Vor dem Holland-Spiel:"Die Spieler konnten nicht an Fußball denken"

  • Joachim Löw und die Nationalelf konnten sich nach den Anschlägen nicht vorstellen, wieder ein Stadion zu betreten.
  • Nun findet die Partie am Dienstag gegen Holland doch statt.
  • Löw sagt: Einen Gegner auf dem Platz wird es nicht geben. Es geht ihm um etwas anderes.

Von Lisa Sonnabend

Joachim Löw hängt sein dunkles Jackett über die Stuhllehne, er verharrt kurz, die Hände auf den Rücken gestützt. Dann setzt er sich. Er kaut auf der Lippe, blickt sich ernst um. Der Bundestrainer hat in seiner Karriere viele Pressekonferenzen gegeben. Vor wichtigen Länderspielen, vor dem WM-Finale in Rio, vor Partien, in denen er unter Druck stand, weil er kritisch beäugt wurde, oder in denen er unbedingt gewinnen musste. Doch als Löw am Montagmittag in Barsinghausen bei Hannover auf dem Podium Platz nimmt, ist es selbst für ihn eine extrem schwierige und ungewohnte Situation.

"Es geht mir den Umständen entsprechend ganz gut", sagt der Bundestrainer. Die Stimme ist gedämpfter, getragener als sonst. Er wirkt mitgenommen. Während am Freitagabend das Freundschaftsspiel zwischen Frankreich und der DFB-Elf lief, hatten Terroristen versucht, in das Stade de France zu gelangen, und sich vor der Arena in die Luft gesprengt. An zahlreichen weiteren Orten in Paris kam es in diesen Momenten zu Anschlägen, mindestens 129 Menschen starben. Löw nennt es eine "schreckliche, entsetzliche und für uns alle schockierende Nacht". Er seufzt.

**Arbeitsauftrag:**
Beantworte anhand des Textes über Joachim Löw vor dem Holland-Spiel diese Fragen:
(a) An welchem Tag findet die Partie gegen Holland statt?
(b) In welchem Ort nimmt Löw am Montagmittag auf dem Podium Platz?
(c) Wie viele Menschen starben bei den Anschlägen in Paris mindestens?

**Einträge im Datensatz:**

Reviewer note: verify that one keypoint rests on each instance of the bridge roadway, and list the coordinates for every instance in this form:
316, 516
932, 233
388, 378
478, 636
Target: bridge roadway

**Gelöste Aufgabe:**
(a) Am Dienstag.
(b) In Barsinghausen bei Hannover.
(c) Mindestens 129 Menschen.